**TASK DETAILS**
Rewrite the records below with every "pointer" changed to "locator", and leave all other text unchanged.

**EXERCISE DATA**

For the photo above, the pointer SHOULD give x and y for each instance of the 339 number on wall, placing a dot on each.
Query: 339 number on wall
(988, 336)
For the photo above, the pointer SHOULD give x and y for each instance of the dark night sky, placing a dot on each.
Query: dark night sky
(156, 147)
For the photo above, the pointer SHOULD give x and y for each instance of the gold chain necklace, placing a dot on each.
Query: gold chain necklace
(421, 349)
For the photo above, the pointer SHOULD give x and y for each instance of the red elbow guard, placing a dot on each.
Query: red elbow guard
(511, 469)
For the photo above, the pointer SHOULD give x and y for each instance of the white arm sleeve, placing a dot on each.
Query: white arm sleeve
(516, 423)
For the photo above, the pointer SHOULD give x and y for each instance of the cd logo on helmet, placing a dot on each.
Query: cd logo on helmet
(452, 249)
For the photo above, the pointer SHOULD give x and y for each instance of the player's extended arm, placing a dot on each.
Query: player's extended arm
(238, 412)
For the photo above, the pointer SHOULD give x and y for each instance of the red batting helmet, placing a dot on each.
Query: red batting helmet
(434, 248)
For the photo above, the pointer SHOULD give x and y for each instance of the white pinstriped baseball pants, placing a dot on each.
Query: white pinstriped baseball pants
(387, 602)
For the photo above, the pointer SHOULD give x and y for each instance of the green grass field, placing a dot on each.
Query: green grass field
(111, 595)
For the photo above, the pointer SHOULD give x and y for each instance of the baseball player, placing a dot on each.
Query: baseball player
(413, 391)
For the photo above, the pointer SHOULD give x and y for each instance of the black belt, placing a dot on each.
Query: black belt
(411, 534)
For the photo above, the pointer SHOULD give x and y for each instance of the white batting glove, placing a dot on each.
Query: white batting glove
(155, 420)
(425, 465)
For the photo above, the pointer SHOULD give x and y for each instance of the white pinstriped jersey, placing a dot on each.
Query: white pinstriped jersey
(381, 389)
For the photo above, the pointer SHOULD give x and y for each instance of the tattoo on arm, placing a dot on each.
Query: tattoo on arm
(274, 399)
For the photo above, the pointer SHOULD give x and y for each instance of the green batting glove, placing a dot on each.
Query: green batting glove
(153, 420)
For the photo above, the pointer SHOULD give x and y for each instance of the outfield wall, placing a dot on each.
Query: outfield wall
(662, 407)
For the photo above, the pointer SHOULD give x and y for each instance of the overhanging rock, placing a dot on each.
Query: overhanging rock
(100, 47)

**FULL RESPONSE**
For the photo above, the locator SHOULD give x and y for each instance of the 339 number on wall, placing a dot on each.
Query: 339 number on wall
(988, 336)
For the photo above, the locator SHOULD give x and y for each instance of the dark night sky, placing a dot on each.
Query: dark night sky
(156, 147)
For the photo above, the locator SHOULD give x and y for each instance of the gold chain necklace, placing a dot on each.
Query: gold chain necklace
(421, 349)
For the photo above, the locator SHOULD give x and y for each instance of the red elbow guard, placing a dot on each.
Query: red elbow guard
(511, 469)
For the photo above, the locator SHOULD give x and y for each instance of the white arm sleeve, placing a dot on each.
Query: white arm sleeve
(516, 423)
For the photo above, the locator SHOULD give x and y for each instance of the cd logo on helmet, placing a dot on each.
Query: cd logo on helmet
(452, 249)
For the photo above, the locator SHOULD give x and y for each instance of the player's extended arm, placing a dot on each.
Query: player's extended arm
(238, 412)
For the photo above, the locator SHOULD give x and y for each instance of the red batting helmet, placing a dot on each.
Query: red batting helmet
(434, 248)
For the photo above, the locator SHOULD give x and y for each instance of the white pinstriped baseball pants, placing a dot on each.
Query: white pinstriped baseball pants
(387, 602)
For the photo above, the locator SHOULD give x and y for each instance of the green grass field, placing a dot on each.
Query: green grass field
(111, 595)
For the photo above, the locator SHOULD give x and y for each instance of the baseball player, placing a dot on each.
Query: baseball player
(413, 391)
For the photo above, the locator SHOULD give x and y for each instance of the black belt, placing a dot on each.
Query: black belt
(411, 534)
For the photo above, the locator SHOULD give x and y for each instance of the white batting glove, placing a dot on each.
Query: white batting glove
(155, 420)
(425, 465)
For the photo above, the locator SHOULD give x and y for each instance of the white pinstriped jersey, placing a dot on each.
Query: white pinstriped jersey
(381, 389)
For the photo above, the locator SHOULD give x and y for each instance of the tattoo on arm, placing a dot on each.
Query: tattoo on arm
(274, 399)
For the photo above, the locator SHOULD give x and y for each instance of the green batting glove, placing a dot on each.
Query: green batting glove
(153, 420)
For the photo above, the locator SHOULD give x and y for each instance of the outfield wall, placing a dot on each.
Query: outfield wall
(662, 407)
For the photo above, the locator SHOULD give x and y for each instance of the overhanging rock, placing a dot on each.
Query: overhanging rock
(100, 47)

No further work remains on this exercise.